EXERCICE COURT: Recopiez le passage du fil de discussion sur la pub électorale, en commençant à « Pas mal. Mais » et en terminant à « est un scandale). ».

FIL DE DISCUSSION:
# Canard PC & Canardpc.com > Nos Autres Rubriques > [Peepshow] A vote bon coeur m'sieur dame

## Gana

Hollywood est inquiet de voir passer McCain à moins d'un mois des élections si les noirs, les portoricains et les joueurs de WoW ne lèvent pas leurs fesses pour s'inscrire sur les listes électorales. Du coup, gros, très gros casting pour cette pub.

Voir la news (1 image, 1 vidéo )

----------


## Michael d'Amour

Anthony parle pas assez ! :redhotfan: Du coup je vote pas.

----------


## ToasT

Pas mal. Mais pourquoi Halle Berry enlève pas son soutif ?

----------


## touriste

Et voici une version avec subtitles pour les ceux et les ceuses qui don't understand l'english (ce qui est un scandale vu le nombre de news faisant référence à des sources anglaises... mais ce canard est un scandale).

http://www.koreus.com/modules/news/article6955.html

----------


## pseudoridicule

All you need is a mouse...

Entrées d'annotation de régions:
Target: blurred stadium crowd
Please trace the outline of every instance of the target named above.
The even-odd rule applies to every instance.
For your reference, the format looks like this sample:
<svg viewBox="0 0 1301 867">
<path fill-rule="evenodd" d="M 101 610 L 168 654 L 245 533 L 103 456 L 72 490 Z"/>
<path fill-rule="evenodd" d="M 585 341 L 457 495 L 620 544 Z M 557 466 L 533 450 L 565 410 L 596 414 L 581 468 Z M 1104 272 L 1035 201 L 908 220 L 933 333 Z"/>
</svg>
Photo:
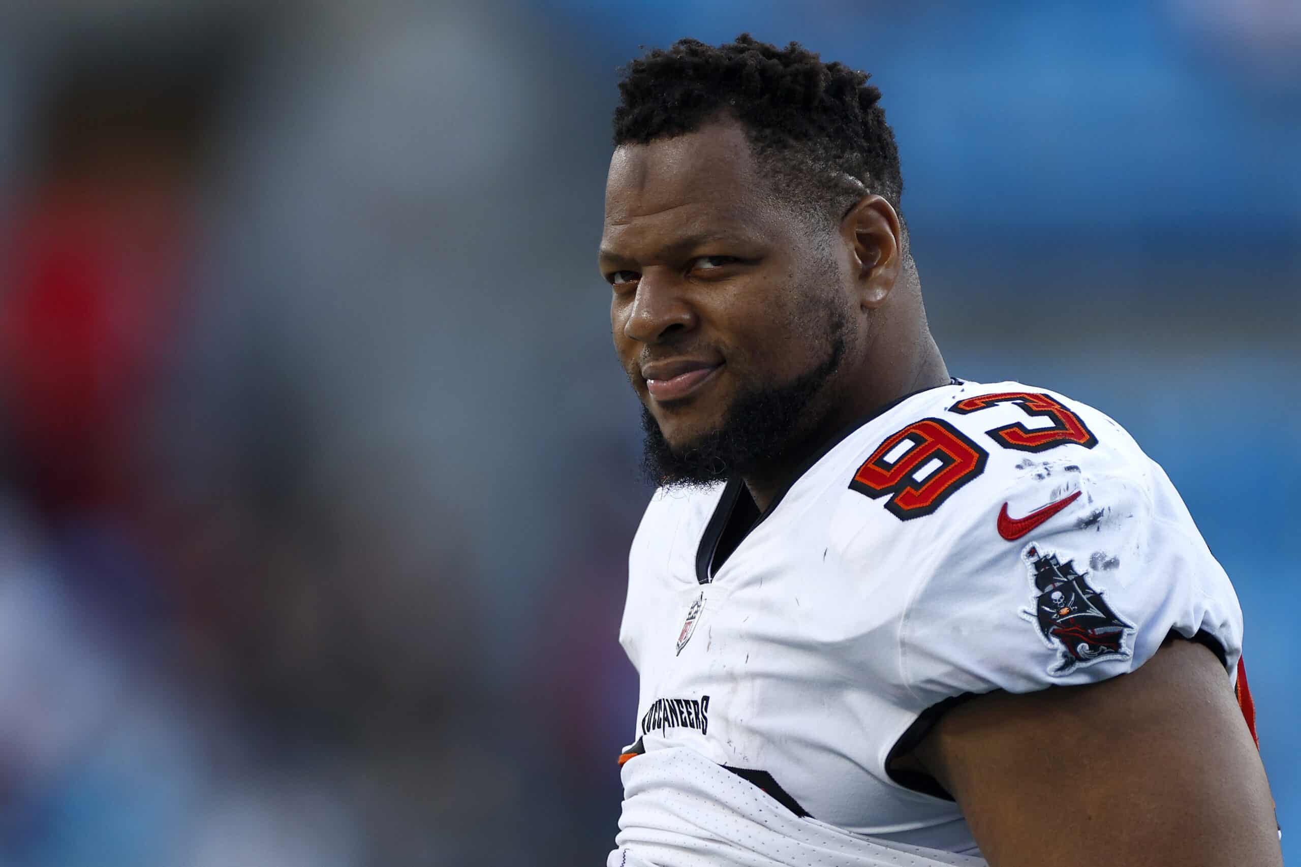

RÉPONSE ATTENDUE:
Pas mal. Mais pourquoi Halle Berry enlève pas son soutif ?

----------


## touriste

Et voici une version avec subtitles pour les ceux et les ceuses qui don't understand l'english (ce qui est un scandale vu le nombre de news faisant référence à des sources anglaises... mais ce canard est un scandale).